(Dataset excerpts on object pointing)
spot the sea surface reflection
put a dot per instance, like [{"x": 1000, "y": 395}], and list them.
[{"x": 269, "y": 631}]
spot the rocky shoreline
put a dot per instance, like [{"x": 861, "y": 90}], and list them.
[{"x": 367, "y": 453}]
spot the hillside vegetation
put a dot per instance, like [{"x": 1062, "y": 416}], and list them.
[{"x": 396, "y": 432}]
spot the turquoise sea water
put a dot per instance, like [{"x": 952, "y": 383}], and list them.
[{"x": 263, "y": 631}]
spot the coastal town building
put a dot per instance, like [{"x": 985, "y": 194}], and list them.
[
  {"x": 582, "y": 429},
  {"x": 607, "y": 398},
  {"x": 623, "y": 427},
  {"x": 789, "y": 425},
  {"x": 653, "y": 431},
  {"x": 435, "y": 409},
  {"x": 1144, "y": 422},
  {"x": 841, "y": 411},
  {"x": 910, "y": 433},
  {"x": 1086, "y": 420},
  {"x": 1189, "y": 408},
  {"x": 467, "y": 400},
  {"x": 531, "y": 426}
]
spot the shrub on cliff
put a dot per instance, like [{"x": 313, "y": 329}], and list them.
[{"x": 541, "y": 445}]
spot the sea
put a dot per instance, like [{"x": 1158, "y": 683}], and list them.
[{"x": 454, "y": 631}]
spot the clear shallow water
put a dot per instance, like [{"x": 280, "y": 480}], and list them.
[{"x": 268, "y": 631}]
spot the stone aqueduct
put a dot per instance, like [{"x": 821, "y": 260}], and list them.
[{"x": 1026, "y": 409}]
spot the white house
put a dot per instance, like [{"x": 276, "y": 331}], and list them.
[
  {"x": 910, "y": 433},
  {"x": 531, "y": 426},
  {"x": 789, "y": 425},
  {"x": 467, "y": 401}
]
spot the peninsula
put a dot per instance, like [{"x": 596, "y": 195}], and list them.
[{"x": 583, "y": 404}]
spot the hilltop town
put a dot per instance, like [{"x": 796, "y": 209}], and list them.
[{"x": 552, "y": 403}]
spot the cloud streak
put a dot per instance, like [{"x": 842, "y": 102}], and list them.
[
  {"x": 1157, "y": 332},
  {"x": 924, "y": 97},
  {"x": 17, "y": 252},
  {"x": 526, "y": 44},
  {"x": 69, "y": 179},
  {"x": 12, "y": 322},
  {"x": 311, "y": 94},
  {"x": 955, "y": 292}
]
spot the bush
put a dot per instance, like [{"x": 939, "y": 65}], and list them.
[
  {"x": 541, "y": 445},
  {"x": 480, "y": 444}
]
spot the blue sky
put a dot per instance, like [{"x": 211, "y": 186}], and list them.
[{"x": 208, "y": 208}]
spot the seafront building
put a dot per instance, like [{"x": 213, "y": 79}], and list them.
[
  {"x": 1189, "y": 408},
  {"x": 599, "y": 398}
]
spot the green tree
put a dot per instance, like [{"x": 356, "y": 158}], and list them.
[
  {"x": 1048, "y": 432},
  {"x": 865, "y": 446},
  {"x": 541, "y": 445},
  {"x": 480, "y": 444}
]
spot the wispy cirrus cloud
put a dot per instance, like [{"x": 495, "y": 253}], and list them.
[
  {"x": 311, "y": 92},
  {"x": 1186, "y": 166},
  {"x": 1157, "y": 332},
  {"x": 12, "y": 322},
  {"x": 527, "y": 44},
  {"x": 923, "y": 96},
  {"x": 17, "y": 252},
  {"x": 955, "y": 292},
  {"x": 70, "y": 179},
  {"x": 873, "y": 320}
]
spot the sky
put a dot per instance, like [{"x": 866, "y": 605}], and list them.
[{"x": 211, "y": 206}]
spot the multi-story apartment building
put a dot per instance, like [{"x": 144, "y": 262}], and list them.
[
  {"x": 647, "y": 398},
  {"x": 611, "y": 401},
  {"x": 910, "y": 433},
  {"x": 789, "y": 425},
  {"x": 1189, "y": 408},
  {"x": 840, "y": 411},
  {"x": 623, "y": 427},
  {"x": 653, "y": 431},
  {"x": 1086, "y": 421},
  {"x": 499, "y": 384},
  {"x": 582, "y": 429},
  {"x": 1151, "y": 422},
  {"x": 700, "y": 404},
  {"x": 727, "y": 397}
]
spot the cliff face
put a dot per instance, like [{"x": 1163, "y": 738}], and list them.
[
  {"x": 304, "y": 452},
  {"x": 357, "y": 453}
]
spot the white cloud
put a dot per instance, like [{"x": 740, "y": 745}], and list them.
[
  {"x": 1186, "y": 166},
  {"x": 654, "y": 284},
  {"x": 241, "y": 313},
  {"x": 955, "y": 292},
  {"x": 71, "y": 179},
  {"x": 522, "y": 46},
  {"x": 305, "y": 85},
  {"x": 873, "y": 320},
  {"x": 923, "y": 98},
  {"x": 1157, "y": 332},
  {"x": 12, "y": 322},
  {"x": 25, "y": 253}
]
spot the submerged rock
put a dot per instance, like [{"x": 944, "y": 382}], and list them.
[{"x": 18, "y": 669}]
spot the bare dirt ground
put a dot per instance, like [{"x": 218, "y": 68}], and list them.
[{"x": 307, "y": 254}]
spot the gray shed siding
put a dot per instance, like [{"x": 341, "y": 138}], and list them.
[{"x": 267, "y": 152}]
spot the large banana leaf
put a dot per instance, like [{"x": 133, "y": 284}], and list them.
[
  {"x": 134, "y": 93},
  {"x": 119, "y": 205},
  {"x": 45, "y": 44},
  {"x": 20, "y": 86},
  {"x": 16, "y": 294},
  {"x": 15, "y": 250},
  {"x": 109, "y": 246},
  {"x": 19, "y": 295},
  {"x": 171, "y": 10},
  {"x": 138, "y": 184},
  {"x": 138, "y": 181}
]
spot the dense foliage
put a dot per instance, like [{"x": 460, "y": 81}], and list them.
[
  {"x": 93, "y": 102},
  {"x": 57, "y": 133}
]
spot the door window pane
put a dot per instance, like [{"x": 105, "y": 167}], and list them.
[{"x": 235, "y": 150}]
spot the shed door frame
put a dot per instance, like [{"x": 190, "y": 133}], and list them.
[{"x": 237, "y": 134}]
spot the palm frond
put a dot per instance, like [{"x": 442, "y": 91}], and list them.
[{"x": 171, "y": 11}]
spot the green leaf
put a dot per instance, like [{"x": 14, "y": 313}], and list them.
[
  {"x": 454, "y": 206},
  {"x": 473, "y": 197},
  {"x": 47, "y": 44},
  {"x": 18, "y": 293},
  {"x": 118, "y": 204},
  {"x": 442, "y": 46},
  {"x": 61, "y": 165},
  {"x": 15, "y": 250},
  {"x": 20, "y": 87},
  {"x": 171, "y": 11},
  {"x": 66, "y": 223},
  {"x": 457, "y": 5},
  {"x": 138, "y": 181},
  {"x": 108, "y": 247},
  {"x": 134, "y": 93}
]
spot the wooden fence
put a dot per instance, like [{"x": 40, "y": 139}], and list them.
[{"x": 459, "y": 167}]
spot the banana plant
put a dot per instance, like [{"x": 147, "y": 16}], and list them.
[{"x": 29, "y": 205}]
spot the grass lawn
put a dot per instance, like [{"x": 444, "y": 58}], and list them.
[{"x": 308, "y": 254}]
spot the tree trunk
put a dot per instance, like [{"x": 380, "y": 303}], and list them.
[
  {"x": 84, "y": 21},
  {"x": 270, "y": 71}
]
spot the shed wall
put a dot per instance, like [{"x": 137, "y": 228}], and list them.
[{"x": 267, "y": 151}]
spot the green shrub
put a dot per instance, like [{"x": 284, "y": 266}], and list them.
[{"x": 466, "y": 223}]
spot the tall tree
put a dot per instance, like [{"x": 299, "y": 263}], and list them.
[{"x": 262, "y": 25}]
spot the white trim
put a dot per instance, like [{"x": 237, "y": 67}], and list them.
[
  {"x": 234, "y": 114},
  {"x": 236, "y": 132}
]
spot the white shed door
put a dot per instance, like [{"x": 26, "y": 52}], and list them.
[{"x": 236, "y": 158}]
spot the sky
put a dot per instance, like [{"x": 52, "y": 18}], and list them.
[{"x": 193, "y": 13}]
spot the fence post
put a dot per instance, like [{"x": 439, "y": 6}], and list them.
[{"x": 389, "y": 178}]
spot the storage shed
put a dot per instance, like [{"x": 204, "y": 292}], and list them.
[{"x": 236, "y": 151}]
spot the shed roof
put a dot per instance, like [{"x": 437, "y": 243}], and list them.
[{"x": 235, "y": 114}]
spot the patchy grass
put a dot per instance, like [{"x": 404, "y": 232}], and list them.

Work to complete: Find the line with "spot the wooden fence" in the listing above, then write out that line and each remaining line exactly, with no other text.

Solution for this problem:
spot the wooden fence
put a dot per instance, like [{"x": 40, "y": 139}], and list them.
[{"x": 459, "y": 167}]
spot the banana plant
put a dot per instance, like [{"x": 147, "y": 16}], and list them.
[{"x": 29, "y": 205}]
spot the grass lawn
put a dot per instance, like [{"x": 444, "y": 58}], and list them.
[{"x": 308, "y": 254}]
spot the tree trunk
put a dot per instance, like [{"x": 380, "y": 303}], and list them.
[
  {"x": 84, "y": 21},
  {"x": 270, "y": 71}
]
spot the shed wall
put a dot per instance, like [{"x": 137, "y": 228}], and list them.
[{"x": 267, "y": 151}]
spot the green shrub
put a dot per instance, like [{"x": 284, "y": 266}], and list them.
[{"x": 466, "y": 223}]
spot the tall tree
put a dot per instance, like [{"x": 299, "y": 263}], and list them.
[{"x": 262, "y": 25}]
spot the white trim
put a dot per instance, like [{"x": 237, "y": 67}], and list them.
[
  {"x": 234, "y": 114},
  {"x": 236, "y": 132}
]
spot the white shed door
put a dot per instance, like [{"x": 26, "y": 52}], and list them.
[{"x": 236, "y": 158}]
spot the sky
put a dot per instance, like [{"x": 52, "y": 18}], and list them.
[{"x": 193, "y": 13}]
spot the fence post
put a dot per instance, like [{"x": 439, "y": 6}], and list them.
[{"x": 389, "y": 178}]
spot the storage shed
put a dot per instance, like [{"x": 204, "y": 292}], and list them.
[{"x": 236, "y": 151}]
spot the shed roof
put a dot per instance, like [{"x": 437, "y": 243}], and list them.
[{"x": 235, "y": 114}]
spot the patchy grass
put a dot per instance, like [{"x": 404, "y": 232}], and list them.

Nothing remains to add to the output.